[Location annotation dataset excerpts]
☆ ☆ ☆ ☆ ☆ ☆ ☆
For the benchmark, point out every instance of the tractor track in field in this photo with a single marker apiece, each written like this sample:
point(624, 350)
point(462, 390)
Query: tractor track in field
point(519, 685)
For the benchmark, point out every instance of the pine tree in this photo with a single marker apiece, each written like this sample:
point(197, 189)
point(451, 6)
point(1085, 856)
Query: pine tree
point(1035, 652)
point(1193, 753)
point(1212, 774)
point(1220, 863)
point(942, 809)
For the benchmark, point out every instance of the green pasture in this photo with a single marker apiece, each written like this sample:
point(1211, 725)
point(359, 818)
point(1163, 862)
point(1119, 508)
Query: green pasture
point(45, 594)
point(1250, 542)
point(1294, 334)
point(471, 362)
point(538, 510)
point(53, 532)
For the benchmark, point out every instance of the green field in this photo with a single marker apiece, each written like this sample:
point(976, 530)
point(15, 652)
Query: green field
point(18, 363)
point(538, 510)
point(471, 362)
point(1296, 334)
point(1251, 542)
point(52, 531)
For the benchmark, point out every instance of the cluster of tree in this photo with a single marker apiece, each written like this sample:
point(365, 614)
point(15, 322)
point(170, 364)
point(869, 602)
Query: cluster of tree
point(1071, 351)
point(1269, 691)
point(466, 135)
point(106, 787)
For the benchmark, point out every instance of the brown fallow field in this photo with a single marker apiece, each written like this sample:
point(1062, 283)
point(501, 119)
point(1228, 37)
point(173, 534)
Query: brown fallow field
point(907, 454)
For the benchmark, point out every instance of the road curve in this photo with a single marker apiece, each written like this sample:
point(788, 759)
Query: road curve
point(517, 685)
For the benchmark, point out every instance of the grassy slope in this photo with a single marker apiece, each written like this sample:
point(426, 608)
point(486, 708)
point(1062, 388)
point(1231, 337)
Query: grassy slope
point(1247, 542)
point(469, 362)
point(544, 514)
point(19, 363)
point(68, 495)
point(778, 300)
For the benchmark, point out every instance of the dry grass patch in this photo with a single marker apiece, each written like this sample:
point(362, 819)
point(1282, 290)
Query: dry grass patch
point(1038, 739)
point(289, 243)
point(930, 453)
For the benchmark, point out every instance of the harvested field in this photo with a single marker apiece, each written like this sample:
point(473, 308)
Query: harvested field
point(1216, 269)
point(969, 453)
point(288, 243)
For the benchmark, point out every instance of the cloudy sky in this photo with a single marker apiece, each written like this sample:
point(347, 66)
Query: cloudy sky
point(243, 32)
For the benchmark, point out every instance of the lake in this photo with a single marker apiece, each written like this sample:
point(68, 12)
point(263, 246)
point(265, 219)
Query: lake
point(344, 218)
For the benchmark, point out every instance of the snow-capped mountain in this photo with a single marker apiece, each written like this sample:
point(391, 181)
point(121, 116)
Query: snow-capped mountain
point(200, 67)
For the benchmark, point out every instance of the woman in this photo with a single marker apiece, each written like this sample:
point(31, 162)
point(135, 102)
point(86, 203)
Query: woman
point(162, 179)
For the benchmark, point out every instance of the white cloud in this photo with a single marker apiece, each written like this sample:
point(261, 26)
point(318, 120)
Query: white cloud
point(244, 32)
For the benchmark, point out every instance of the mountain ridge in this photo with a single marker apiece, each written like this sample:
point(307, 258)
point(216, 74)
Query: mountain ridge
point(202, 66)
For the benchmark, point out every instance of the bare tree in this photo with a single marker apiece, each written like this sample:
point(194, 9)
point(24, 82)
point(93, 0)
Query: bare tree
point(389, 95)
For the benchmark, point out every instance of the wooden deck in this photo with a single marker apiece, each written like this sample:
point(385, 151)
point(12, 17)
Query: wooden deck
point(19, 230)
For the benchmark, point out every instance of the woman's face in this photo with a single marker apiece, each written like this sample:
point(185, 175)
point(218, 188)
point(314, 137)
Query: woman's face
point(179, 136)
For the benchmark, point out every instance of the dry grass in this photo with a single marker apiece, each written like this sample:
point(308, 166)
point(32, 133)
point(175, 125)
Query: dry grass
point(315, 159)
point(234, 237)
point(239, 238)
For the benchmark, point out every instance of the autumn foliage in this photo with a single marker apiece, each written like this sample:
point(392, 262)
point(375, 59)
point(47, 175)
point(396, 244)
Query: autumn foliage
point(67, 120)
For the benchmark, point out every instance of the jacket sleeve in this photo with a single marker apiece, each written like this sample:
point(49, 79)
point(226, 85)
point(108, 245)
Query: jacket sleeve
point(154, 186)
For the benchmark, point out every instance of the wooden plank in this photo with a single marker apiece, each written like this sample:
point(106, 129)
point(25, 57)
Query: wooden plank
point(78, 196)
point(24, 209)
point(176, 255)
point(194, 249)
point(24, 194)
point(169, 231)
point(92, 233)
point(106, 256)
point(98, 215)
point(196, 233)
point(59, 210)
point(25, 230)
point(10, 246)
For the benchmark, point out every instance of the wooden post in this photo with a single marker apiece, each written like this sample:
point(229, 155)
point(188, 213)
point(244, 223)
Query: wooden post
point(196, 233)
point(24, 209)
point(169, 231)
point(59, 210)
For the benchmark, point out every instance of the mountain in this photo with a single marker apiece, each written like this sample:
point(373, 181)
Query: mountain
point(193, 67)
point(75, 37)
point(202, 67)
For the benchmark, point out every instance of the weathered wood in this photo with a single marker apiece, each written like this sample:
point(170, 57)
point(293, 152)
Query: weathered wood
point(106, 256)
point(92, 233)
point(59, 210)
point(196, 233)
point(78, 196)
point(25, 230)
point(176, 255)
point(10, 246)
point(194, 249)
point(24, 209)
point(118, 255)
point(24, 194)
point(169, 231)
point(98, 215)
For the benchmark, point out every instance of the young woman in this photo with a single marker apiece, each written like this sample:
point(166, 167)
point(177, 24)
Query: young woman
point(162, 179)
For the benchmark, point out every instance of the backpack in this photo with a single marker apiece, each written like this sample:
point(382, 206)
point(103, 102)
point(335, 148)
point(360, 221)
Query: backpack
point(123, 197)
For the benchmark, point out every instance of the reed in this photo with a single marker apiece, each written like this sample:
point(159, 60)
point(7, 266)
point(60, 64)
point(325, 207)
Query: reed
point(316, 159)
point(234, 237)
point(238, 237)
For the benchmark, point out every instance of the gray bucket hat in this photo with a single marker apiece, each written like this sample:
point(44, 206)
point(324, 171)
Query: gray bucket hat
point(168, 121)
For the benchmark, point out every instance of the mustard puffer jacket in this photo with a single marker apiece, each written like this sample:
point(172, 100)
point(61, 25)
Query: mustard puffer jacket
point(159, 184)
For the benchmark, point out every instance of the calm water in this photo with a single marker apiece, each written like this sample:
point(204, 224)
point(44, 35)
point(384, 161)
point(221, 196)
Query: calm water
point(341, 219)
☆ ☆ ☆ ☆ ☆ ☆ ☆
Rewrite the lines of the listing as a Markdown table with the columns Row and Line, starting at the line containing "For the benchmark, point out every instance of the harvested" and ending at the line containing "point(244, 32)", and skip any blank lines. Put only those lines in the table.

Task output –
| Row | Line |
|---|---|
| 1 | For the benchmark, point out every instance of the harvested field in this photo with a single marker apiece, each written like this sample: |
| 2 | point(473, 308) |
| 3 | Query: harvested field |
| 4 | point(1216, 269) |
| 5 | point(969, 453) |
| 6 | point(288, 243) |
| 7 | For the benchmark, point out every instance of the cloudy sky in this photo with a single marker apiece, each written like this sample: |
| 8 | point(347, 66) |
| 9 | Query: cloudy sky |
| 10 | point(243, 32) |
| 11 | For the benchmark, point out every instance of the lake in this photo with a single marker apiece, each written like this sample: |
| 12 | point(68, 12) |
| 13 | point(263, 246) |
| 14 | point(265, 219) |
| 15 | Query: lake |
| 16 | point(344, 218) |
| 17 | For the benchmark, point out every instance of the snow-capped mountain in this photo with a single marker apiece, each written like this sample: |
| 18 | point(391, 181) |
| 19 | point(121, 116) |
| 20 | Query: snow-capped mountain |
| 21 | point(200, 67) |
| 22 | For the benchmark, point out every instance of the woman in this photo with a single marker apiece, each written like this sample: |
| 23 | point(31, 162) |
| 24 | point(135, 102) |
| 25 | point(86, 203) |
| 26 | Query: woman |
| 27 | point(162, 179) |
| 28 | For the benchmark, point out every instance of the white cloud in this photo with a single marker apiece, each written like this sample: |
| 29 | point(261, 26) |
| 30 | point(318, 120) |
| 31 | Query: white cloud |
| 32 | point(244, 32) |